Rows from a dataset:
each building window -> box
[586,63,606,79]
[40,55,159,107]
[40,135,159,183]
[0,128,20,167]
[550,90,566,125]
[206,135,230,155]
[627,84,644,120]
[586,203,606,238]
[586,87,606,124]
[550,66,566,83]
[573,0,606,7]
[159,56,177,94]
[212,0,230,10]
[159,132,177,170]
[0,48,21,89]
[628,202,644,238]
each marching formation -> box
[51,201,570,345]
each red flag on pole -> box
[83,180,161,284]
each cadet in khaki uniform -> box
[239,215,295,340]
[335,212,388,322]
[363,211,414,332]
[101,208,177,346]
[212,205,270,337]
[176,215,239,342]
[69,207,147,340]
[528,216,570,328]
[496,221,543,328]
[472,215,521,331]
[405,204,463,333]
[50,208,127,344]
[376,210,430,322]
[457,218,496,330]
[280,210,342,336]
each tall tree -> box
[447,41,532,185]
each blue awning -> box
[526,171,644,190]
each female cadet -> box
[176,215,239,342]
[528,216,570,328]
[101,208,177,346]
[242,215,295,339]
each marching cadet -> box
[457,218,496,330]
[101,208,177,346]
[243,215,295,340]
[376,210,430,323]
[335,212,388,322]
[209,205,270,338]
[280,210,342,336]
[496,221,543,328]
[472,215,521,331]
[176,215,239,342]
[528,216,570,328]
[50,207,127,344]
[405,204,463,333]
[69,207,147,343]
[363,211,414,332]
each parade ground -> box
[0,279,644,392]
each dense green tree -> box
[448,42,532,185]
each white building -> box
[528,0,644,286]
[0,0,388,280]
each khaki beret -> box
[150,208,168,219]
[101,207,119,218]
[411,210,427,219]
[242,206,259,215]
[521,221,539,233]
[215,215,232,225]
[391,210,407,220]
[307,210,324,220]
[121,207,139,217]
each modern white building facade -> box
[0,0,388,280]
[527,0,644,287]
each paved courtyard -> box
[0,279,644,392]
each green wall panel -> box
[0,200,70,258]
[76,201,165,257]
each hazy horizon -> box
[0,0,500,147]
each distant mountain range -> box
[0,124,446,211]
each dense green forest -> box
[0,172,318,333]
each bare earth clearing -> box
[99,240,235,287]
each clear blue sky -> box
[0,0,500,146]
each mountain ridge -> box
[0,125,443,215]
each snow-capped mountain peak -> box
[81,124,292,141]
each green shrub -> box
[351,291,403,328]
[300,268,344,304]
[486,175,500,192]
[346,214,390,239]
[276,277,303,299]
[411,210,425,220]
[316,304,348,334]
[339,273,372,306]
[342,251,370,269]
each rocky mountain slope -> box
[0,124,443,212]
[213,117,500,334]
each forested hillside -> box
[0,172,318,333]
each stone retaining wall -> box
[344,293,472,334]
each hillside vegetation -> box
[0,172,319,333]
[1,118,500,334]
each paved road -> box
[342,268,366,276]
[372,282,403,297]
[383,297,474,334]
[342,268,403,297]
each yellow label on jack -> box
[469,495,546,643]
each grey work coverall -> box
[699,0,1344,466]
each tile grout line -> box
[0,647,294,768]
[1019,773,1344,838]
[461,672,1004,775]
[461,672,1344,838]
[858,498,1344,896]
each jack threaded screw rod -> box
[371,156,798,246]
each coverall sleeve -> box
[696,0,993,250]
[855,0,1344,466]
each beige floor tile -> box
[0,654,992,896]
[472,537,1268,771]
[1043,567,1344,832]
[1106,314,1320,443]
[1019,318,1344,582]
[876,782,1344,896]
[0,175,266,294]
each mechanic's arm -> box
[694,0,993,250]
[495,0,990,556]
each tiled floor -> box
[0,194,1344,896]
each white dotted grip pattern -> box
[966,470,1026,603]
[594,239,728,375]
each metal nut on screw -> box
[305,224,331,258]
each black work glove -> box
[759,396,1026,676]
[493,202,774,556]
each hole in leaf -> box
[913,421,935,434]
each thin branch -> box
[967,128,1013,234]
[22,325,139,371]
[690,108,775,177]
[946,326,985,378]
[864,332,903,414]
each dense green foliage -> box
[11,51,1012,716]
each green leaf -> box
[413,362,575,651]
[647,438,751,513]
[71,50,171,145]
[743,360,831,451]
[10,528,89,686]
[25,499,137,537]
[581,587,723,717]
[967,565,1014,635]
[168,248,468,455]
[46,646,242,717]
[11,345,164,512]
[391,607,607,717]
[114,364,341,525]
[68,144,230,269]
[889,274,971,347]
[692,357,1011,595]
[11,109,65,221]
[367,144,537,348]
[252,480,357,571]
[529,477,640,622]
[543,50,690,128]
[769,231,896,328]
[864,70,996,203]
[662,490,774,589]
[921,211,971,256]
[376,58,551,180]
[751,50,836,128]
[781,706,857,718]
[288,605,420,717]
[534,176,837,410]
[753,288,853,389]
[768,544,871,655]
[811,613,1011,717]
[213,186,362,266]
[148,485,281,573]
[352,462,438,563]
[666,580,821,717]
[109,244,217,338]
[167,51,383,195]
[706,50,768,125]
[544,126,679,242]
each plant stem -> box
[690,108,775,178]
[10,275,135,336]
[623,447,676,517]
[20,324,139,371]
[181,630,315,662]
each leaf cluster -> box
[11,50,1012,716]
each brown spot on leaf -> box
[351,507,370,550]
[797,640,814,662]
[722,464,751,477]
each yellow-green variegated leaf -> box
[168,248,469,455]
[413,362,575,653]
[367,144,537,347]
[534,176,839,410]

==

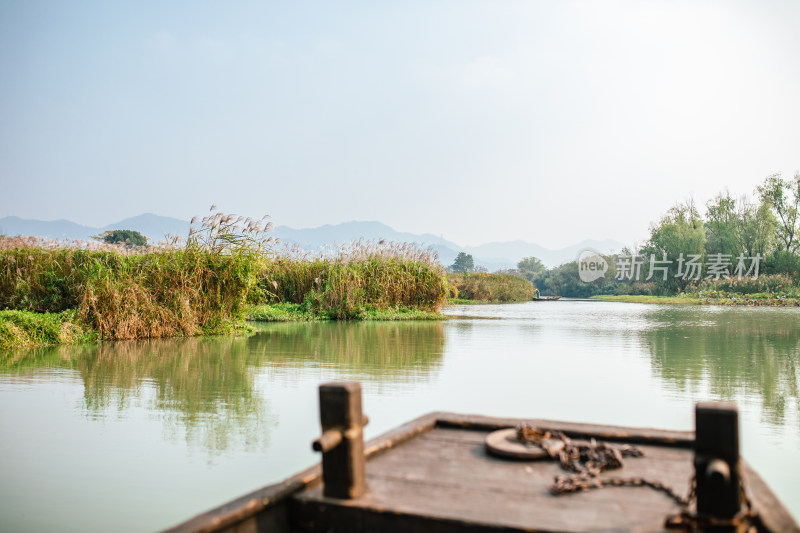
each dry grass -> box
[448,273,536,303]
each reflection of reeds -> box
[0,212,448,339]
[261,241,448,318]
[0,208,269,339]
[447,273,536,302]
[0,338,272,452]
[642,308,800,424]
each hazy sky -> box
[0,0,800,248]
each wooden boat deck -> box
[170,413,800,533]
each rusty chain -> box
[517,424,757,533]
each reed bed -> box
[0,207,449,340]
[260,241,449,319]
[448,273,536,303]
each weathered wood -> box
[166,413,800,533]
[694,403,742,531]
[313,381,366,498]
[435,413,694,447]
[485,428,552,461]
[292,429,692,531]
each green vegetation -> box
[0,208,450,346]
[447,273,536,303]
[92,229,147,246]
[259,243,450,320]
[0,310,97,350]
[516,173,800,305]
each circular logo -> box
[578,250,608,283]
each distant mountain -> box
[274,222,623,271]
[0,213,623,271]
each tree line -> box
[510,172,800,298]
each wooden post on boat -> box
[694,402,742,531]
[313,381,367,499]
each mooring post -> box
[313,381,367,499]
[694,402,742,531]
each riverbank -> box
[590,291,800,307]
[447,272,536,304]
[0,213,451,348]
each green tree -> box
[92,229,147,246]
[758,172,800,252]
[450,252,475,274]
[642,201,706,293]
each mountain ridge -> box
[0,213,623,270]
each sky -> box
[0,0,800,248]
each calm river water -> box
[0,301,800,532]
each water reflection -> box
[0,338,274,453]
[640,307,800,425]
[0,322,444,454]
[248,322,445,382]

## The request
Pull out each line in the material above that contains the string "screw".

## Task response
each jack threaded screw rod -> box
each metal nut on screw -> box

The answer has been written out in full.